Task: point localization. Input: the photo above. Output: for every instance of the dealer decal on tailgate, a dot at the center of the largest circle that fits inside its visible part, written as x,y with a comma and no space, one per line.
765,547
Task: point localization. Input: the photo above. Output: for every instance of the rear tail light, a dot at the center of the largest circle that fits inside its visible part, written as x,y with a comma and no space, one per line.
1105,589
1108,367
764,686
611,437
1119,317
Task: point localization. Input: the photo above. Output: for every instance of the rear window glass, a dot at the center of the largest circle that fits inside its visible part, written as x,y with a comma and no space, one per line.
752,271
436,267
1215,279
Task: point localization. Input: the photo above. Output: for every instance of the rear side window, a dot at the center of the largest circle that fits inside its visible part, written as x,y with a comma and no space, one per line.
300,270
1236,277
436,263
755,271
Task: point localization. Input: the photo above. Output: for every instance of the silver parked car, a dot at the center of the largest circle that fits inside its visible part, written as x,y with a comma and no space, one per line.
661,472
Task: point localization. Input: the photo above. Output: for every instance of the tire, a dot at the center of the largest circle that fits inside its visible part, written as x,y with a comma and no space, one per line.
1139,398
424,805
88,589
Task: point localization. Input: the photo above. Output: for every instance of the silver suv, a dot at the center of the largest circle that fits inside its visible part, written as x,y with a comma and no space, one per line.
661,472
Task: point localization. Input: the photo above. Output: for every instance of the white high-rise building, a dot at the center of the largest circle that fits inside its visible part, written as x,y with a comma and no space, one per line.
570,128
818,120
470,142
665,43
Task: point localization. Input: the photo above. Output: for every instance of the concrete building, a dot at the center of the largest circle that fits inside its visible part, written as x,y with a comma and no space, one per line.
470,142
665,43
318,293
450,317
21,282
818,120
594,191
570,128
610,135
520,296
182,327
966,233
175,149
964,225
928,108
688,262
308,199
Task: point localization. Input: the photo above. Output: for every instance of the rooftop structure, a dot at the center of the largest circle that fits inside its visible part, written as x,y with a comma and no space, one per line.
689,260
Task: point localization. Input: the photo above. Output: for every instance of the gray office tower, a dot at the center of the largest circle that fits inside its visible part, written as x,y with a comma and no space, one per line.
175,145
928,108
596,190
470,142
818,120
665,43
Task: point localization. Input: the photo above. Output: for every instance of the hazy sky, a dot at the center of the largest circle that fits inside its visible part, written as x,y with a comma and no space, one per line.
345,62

**Instructions to follow**. Would you output the whole listing exactly as written?

**Answer to the problem**.
Task: point localization. Input: the photo above. Output: for every instance of the dealer decal on tailgate, a dot at the center of the largest circle that fits inside its visible part, written as x,y with a comma and no space, one per line.
765,547
Task: point localization. Input: the photo above. Output: for every instance of the rear tail light, a dot at the center of the largest circle that fits inside its visible part, written as x,y with a comma and no space, one per line.
1105,589
1108,367
764,686
611,437
1119,317
Task: point localization. Input: the photo above. Output: for every instance of the rear window glass, a dot at the center of the largest circle that fits inside its visible part, written as x,y with a comma and no space, one per line.
752,271
436,267
1215,279
Task: point localization. Input: the photo above. Output: for every instance of the rear side window, a dot at the center of the largest circle that fits inside its visible part, written as x,y with a comma and no space, one per line.
300,270
1236,277
436,263
755,271
Task: point localization. Input: the photo above. Output: for every instance of the silver parked car, a dot at the center of the largest circle that fits inside its visible part, written as x,y with a comma and no space, one per line.
661,472
Task: point localization. Input: the photo above. Output: for every instance of the tire, a dot at the center of the largest circle that fits inside its visible part, written as x,y with a comma and no space, one per line.
1139,398
424,805
88,589
Task: point localization. Input: the photo above. Output: for every instance of the silver suv, a dot at the center of the largest circle that fits inside its visible part, written as x,y with a comma and no space, one per line.
661,472
Task: point localization. Input: the photo above. Output: for every instance of the white high-rise building, a dot at the center of the largest circle that fits inside its visible part, written as x,y with a comma and no space, one per line.
570,128
818,120
470,142
665,43
Task: point localization. Input: the photo above. Output: for every instance of the concrete building, a dot at the center of the largest circle that fits inside its visible part, written as x,y with a comma and no space, one per line.
470,142
665,43
318,293
450,317
21,282
818,120
594,191
570,128
610,135
520,296
182,327
966,233
175,149
964,225
928,108
688,262
308,199
Task: point localization. Input: the photo above. Output: for every instance of the rooftop structure, a dot at the center of the largest circle that fits inside its visible part, written as x,y with a comma and no space, one per line.
689,260
Task: point localization. Input: the photo above. Output: for every instance of the gray office tower, a dot at the center of the largest circle that fits inside its visible part, written as x,y with a comma and no space, one per line.
175,145
928,108
596,190
470,142
818,120
665,43
Task: point localization. Input: the photo above. Output: for every instance of the hazy sky, a dot at the center of the largest circle that fits inside its visible part, written as x,y with a comma and no space, one per line.
345,62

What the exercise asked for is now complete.